■ Stated task
Update the records between the lines holding "For every instance of the brown" and "(1070, 152)", inclusive, so that "chain link fence" becomes "chain-link fence" and everything else stays the same.

-- Start Supplied data --

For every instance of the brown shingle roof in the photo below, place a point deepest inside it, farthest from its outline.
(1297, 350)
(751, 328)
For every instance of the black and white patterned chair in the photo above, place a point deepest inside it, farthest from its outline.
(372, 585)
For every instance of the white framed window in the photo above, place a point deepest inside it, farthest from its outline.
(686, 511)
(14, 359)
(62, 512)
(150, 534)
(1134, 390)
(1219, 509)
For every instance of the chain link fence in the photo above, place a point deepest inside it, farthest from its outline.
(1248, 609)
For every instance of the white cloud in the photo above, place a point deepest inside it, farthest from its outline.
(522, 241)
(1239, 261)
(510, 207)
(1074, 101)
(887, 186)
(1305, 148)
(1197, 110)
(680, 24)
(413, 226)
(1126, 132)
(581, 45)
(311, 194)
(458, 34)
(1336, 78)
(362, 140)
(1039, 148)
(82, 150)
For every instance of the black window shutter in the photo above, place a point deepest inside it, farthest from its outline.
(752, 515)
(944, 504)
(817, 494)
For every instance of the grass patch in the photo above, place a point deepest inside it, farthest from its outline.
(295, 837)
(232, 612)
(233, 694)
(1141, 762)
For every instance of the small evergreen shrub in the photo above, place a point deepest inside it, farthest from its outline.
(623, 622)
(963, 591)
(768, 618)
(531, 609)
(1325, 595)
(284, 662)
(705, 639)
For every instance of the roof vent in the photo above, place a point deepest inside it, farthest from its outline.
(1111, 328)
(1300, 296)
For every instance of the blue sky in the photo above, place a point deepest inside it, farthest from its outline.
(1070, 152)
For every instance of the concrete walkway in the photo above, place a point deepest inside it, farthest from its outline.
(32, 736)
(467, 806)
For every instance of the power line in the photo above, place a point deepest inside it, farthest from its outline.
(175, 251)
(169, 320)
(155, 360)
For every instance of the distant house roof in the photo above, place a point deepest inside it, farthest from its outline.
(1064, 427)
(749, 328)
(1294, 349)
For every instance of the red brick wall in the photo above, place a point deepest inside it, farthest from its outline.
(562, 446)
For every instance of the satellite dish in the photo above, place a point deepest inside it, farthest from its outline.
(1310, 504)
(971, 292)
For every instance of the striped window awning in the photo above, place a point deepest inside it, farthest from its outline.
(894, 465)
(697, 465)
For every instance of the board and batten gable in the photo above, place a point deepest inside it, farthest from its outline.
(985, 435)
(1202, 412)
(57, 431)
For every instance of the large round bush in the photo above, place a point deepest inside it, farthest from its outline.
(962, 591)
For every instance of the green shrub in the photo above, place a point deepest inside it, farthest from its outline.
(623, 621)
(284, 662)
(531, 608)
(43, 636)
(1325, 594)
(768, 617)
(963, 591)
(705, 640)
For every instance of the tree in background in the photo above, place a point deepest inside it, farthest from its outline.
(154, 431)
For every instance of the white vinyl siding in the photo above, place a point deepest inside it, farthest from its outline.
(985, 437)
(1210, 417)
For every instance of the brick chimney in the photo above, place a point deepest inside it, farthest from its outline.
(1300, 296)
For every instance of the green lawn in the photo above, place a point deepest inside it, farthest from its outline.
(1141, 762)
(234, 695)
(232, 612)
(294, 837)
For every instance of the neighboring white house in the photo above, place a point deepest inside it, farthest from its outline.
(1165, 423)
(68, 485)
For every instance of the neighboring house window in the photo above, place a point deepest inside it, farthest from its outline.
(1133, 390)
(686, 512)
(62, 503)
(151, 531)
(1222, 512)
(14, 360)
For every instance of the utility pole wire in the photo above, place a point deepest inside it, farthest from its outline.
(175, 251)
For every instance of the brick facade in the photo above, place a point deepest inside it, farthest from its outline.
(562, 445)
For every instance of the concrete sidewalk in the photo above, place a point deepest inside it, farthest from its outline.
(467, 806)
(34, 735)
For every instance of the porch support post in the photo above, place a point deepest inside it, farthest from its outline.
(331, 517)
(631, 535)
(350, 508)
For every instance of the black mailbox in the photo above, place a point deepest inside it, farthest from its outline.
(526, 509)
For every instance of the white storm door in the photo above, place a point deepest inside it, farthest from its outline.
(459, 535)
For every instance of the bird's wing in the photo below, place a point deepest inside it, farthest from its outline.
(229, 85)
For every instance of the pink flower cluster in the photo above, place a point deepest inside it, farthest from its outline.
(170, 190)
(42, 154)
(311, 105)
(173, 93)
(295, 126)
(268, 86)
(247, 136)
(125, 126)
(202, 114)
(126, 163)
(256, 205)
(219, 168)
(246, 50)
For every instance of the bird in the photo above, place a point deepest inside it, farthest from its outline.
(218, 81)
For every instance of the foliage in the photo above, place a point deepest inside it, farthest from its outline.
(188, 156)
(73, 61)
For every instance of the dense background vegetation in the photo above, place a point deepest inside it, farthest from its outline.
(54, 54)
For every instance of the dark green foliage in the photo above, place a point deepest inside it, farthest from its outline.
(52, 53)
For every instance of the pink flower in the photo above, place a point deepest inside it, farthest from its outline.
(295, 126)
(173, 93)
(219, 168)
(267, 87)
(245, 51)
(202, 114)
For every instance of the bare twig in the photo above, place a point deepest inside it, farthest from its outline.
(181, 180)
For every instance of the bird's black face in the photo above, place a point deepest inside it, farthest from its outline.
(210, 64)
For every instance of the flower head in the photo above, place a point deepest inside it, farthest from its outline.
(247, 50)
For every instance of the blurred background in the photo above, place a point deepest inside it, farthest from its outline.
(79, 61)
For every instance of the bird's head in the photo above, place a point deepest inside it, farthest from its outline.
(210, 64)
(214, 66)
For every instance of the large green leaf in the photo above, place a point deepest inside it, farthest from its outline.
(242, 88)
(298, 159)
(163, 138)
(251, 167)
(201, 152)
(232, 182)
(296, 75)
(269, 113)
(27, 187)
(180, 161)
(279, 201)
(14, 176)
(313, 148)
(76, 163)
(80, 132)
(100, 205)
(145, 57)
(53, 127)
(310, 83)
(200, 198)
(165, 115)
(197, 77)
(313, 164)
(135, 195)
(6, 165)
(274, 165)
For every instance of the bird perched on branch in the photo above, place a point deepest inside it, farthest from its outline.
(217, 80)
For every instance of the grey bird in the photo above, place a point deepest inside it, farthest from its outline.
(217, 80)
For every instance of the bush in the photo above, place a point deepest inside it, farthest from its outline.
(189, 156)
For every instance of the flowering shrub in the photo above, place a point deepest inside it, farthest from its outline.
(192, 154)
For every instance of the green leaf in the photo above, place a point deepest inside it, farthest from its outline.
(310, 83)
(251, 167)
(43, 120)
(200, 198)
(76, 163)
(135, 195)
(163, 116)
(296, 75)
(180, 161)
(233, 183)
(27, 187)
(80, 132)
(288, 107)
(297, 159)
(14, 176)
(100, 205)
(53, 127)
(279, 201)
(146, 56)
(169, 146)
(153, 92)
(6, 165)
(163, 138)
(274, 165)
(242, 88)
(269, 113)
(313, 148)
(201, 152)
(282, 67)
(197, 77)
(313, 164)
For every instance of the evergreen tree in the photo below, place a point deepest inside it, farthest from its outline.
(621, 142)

-- End Supplied data --
-- Start Supplied data --

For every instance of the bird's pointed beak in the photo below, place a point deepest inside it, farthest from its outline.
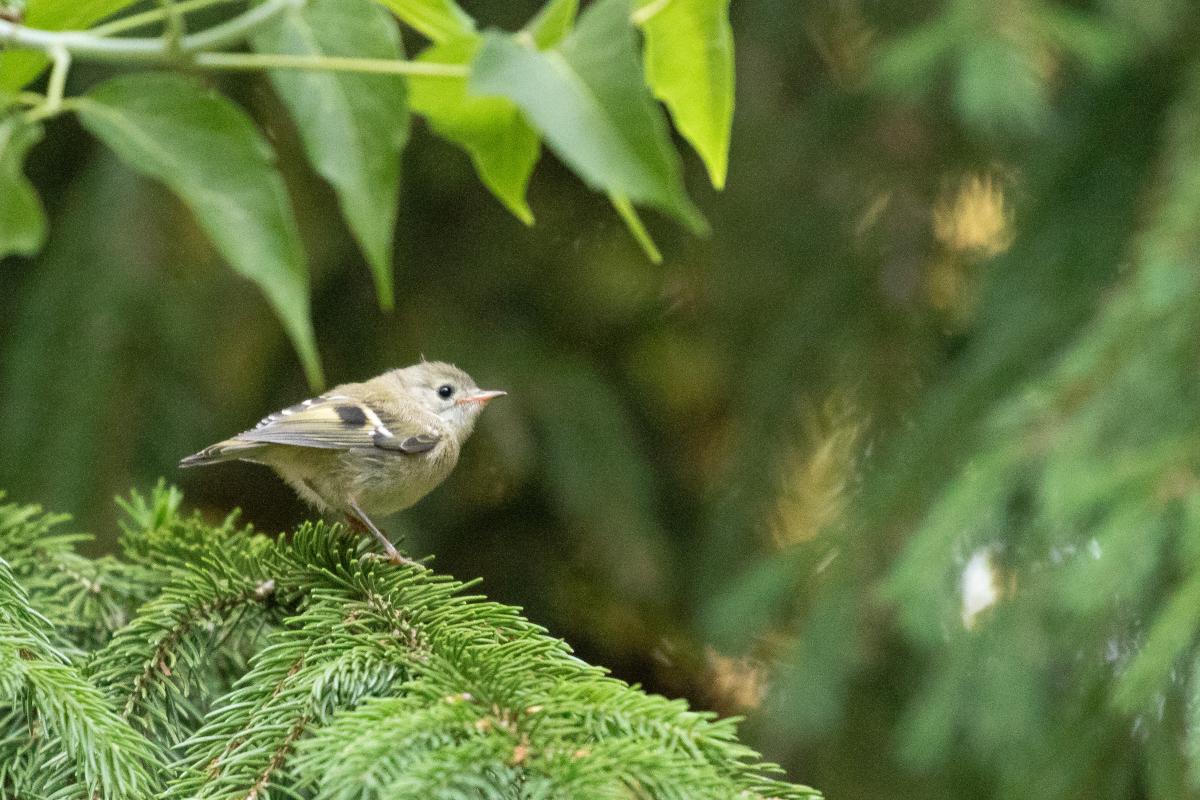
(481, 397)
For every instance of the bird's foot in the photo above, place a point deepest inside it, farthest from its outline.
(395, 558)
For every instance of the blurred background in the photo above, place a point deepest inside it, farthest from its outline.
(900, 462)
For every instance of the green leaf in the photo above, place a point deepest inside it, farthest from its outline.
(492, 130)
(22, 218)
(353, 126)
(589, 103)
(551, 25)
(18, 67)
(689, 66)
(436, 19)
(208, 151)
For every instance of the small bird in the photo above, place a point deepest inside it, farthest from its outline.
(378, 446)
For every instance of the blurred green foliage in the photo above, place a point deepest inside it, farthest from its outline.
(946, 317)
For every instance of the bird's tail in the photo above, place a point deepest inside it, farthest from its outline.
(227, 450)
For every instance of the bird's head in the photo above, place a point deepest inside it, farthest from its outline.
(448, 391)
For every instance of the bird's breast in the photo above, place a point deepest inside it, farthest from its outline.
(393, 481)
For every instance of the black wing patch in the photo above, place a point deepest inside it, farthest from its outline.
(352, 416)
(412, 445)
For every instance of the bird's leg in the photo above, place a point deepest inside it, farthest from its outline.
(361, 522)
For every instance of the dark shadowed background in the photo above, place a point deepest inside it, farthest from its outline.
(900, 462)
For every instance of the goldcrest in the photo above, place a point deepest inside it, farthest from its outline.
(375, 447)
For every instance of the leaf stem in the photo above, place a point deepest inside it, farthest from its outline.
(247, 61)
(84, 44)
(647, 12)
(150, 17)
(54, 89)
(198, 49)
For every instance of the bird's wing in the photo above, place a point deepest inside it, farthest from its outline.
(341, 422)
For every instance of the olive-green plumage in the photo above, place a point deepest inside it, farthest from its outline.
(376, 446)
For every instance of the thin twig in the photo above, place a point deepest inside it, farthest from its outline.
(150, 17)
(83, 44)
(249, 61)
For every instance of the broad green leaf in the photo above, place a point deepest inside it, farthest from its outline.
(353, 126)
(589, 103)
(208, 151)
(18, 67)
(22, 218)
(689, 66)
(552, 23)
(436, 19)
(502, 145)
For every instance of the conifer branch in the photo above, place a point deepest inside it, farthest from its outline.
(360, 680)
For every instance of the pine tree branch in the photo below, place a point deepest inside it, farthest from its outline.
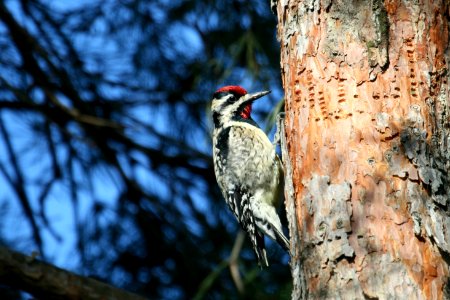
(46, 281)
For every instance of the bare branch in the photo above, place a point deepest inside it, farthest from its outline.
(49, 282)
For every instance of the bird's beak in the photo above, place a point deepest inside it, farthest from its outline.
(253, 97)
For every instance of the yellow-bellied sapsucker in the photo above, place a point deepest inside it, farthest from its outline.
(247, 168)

-- End Supplied data --

■ Output
For every instance of the brown shingle roof in the photo below, place a point deepest inside it, farthest from its outline.
(1297, 350)
(751, 328)
For every instance of the black and white patterned chair in the photo above, place a point deepest inside it, farthest from its outline.
(372, 585)
For every instance of the white framed window in the photo above, place a point deepest inside it, farthest from its outline.
(686, 511)
(14, 359)
(62, 512)
(150, 534)
(1134, 390)
(1219, 509)
For every instance of the chain-link fence in the photo above, place a point deepest inside it, farthest from its outline.
(1248, 609)
For every instance of the white cloud in the photo above, place a point deepest inside it, farthest from its outline.
(522, 241)
(1239, 261)
(510, 207)
(1074, 101)
(887, 186)
(1305, 148)
(1197, 110)
(680, 24)
(413, 226)
(1126, 132)
(581, 45)
(311, 194)
(458, 34)
(1336, 78)
(362, 140)
(1039, 148)
(82, 150)
For every instance of the black window shutter in the photo above, place a point deepest inside it, farthest from its outline.
(752, 515)
(944, 504)
(817, 494)
For every instance of the grass patch in the photo above, place a point deepest inside it, farthest from its outline.
(295, 837)
(232, 612)
(233, 694)
(1141, 762)
For every instance of the small evergreen shrub in the photo above, place a point deepest inside it, farthest from its outline.
(623, 622)
(963, 591)
(768, 618)
(531, 609)
(1325, 595)
(284, 662)
(705, 639)
For every instance of the roof vent in the photo above, place a point deepest inside it, farthest from its outline.
(1111, 328)
(1300, 296)
For every instance of the blue sky in the photo above, place a point deepest inside it, farthest from its outline.
(1070, 152)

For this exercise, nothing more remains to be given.